[Begin Task data]
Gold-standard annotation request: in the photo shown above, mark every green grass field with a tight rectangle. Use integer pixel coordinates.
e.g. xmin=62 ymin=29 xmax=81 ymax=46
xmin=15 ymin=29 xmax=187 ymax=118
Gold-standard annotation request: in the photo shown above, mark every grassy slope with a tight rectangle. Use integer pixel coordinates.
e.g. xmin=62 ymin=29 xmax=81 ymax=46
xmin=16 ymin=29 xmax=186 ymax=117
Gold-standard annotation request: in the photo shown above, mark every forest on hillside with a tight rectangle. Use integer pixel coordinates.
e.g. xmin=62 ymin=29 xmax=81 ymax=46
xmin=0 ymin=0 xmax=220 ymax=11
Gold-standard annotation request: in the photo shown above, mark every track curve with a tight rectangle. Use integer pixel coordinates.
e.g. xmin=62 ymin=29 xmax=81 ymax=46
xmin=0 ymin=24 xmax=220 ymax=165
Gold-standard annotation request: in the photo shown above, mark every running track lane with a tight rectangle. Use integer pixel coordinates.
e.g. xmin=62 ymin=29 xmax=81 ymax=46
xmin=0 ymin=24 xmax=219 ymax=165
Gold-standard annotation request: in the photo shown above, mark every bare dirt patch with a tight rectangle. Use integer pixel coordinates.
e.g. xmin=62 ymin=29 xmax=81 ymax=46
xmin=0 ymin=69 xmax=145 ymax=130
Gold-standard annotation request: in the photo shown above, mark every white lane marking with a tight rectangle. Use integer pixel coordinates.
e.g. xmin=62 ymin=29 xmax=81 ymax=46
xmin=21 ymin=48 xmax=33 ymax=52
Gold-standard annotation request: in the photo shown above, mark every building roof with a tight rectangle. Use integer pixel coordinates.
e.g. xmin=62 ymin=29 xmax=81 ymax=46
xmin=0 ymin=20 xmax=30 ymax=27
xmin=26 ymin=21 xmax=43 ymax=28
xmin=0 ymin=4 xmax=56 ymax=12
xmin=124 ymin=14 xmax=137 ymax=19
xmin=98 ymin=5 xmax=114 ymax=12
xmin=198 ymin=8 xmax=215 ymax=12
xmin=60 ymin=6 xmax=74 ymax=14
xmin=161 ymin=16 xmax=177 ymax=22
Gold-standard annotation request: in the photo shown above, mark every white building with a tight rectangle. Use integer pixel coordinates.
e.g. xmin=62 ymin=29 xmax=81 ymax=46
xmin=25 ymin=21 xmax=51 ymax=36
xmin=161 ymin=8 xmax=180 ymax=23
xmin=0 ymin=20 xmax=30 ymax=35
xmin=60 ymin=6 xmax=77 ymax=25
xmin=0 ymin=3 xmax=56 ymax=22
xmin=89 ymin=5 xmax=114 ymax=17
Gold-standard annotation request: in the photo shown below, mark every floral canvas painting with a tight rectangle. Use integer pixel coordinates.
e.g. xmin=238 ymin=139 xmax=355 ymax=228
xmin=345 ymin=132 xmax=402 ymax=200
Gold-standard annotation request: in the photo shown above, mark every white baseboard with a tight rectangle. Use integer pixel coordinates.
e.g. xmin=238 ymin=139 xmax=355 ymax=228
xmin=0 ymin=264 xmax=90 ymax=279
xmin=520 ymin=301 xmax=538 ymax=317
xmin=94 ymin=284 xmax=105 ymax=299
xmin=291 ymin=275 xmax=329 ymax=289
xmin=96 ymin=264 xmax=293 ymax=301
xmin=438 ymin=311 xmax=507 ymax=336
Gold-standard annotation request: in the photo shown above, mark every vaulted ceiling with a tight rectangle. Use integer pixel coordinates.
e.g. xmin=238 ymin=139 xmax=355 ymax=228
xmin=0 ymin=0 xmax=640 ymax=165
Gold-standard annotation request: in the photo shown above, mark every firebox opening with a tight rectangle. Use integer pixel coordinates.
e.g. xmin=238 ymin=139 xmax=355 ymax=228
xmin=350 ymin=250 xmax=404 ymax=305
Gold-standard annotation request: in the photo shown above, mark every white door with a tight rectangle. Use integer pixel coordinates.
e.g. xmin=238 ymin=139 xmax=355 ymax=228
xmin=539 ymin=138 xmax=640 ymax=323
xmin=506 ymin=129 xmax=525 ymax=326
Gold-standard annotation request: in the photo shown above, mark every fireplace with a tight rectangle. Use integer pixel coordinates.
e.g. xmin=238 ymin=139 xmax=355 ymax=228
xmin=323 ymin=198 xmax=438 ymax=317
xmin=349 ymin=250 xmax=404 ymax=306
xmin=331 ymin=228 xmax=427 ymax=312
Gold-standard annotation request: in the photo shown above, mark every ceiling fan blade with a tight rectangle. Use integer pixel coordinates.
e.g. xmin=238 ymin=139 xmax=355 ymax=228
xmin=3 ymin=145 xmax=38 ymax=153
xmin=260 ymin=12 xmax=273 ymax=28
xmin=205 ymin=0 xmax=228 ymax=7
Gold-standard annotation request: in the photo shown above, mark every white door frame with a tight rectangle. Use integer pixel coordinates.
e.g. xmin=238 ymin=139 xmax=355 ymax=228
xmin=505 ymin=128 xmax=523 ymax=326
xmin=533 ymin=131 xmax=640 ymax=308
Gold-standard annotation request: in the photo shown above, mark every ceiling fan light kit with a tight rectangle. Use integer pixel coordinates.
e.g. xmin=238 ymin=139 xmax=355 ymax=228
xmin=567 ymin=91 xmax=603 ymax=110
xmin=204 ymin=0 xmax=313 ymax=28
[End Task data]
What the task requires:
Please copy the material above word for word, from the line containing "every white baseboard" through the line containing "xmin=205 ymin=0 xmax=228 ymax=7". Include both of those lines.

Result:
Gold-standard annotation request: in the photo shown above, mark every white baseboard with a tight rectangle. Use integer pixel coordinates.
e.g. xmin=238 ymin=139 xmax=355 ymax=228
xmin=0 ymin=264 xmax=90 ymax=279
xmin=520 ymin=301 xmax=538 ymax=317
xmin=94 ymin=284 xmax=105 ymax=299
xmin=291 ymin=275 xmax=329 ymax=289
xmin=96 ymin=264 xmax=293 ymax=301
xmin=438 ymin=311 xmax=507 ymax=336
Gold-standard annotation request: in the photo shown above, mark every vaulted ceiling with a tight rectangle. Use integer pixel coordinates.
e.g. xmin=238 ymin=139 xmax=355 ymax=228
xmin=0 ymin=0 xmax=640 ymax=165
Gold-standard annotation request: in the photo shown above, mark every firebox opening with a tight rectangle. Use integer pixel coordinates.
e.g. xmin=238 ymin=139 xmax=355 ymax=228
xmin=350 ymin=250 xmax=404 ymax=305
Gold-standard annotation request: in the photo shown above, mark every white door with a tight rectangle. Use integer pixel coordinates.
e.g. xmin=238 ymin=139 xmax=355 ymax=228
xmin=539 ymin=138 xmax=640 ymax=323
xmin=506 ymin=129 xmax=525 ymax=326
Gold-standard annotation request: in the photo shown above, mark every fireplace with a tight rectangle. Use integer pixel coordinates.
e.g. xmin=238 ymin=139 xmax=355 ymax=228
xmin=323 ymin=198 xmax=438 ymax=317
xmin=349 ymin=250 xmax=404 ymax=306
xmin=331 ymin=228 xmax=427 ymax=312
Gold-standard annotation request: in the photo shown above, mark every ceiling fan blade with a tight rectangle. Use integer pixel coordinates.
e.g. xmin=238 ymin=139 xmax=355 ymax=228
xmin=3 ymin=145 xmax=38 ymax=153
xmin=260 ymin=12 xmax=273 ymax=28
xmin=205 ymin=0 xmax=228 ymax=7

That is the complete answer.